> **Task material**
────────────────────────────────────────
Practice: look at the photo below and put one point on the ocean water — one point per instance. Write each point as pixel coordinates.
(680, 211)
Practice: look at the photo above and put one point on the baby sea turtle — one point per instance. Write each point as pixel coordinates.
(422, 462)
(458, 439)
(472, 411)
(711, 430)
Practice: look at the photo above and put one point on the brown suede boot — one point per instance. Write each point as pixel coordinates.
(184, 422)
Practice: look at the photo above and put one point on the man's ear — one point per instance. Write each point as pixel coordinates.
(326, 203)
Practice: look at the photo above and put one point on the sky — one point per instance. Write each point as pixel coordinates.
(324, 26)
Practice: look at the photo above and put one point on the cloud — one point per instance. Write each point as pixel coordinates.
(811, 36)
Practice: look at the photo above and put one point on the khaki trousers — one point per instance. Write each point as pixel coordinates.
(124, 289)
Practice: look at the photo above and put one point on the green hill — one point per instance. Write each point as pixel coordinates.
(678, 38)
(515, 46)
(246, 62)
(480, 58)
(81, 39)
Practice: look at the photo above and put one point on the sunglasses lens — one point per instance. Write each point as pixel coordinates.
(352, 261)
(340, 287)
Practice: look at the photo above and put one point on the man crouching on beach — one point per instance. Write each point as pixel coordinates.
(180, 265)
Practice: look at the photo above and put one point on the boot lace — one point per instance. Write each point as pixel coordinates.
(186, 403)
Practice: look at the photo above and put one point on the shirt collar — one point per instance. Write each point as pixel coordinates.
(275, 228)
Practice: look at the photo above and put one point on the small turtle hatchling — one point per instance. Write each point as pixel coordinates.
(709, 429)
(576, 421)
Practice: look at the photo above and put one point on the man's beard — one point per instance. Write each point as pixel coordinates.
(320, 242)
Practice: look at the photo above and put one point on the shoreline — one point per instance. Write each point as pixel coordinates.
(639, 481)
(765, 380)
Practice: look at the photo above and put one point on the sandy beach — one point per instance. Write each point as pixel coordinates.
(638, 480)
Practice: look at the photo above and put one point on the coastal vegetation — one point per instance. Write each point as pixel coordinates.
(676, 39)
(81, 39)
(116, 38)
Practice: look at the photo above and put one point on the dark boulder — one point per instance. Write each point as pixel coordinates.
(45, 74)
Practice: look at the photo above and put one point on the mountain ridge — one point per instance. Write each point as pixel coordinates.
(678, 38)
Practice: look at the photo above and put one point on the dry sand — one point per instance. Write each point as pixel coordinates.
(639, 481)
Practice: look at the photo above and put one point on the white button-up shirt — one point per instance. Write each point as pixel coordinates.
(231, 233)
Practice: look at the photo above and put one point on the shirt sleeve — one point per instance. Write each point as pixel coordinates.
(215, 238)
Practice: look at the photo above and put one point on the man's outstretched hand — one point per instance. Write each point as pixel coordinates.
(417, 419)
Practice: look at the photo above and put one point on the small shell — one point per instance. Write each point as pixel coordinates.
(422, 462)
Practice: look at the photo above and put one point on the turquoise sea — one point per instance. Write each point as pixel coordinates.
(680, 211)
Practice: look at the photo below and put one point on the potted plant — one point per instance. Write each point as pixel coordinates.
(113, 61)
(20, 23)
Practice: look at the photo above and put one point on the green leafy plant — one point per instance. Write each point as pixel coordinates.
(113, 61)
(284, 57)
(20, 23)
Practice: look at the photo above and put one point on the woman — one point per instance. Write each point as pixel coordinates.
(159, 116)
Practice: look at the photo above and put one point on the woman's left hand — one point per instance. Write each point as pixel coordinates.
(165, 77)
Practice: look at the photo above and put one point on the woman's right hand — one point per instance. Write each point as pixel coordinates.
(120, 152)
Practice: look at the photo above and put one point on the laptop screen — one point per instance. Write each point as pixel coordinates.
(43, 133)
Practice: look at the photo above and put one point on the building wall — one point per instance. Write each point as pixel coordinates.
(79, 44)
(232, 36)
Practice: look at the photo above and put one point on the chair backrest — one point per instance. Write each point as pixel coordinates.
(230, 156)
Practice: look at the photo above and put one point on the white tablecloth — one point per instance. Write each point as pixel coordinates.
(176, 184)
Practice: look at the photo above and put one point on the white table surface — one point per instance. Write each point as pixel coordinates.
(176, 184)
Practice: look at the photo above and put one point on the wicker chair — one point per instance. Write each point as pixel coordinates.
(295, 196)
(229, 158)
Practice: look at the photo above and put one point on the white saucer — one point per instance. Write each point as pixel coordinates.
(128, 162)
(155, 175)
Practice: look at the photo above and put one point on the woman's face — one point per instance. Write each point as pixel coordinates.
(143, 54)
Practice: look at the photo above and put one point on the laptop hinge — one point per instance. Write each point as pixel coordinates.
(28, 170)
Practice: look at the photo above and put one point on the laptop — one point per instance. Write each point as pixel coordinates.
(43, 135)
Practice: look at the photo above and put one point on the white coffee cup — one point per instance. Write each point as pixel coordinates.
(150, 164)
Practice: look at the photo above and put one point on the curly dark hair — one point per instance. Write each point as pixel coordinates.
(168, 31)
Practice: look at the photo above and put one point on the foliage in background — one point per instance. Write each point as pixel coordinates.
────────────────────────────────────────
> **Do this**
Each line from the one containing "the laptop —" through the end of the entries, both included, is to be returned exactly, with no other lines.

> **Reply**
Practice: look at the photo above and put one point on the laptop — one point per instance. Write each point as pixel coordinates.
(43, 135)
Practice: look at the photo above and put one point on the white coffee cup — one point per instance. Write each point as pixel coordinates.
(150, 164)
Practice: look at the photo above and put one point on the curly dark hair — one point per instance. Write each point as pixel coordinates.
(168, 31)
Practice: look at the photo above and put one point on the foliage in background — one point per instance. Write each point as pixel coordinates.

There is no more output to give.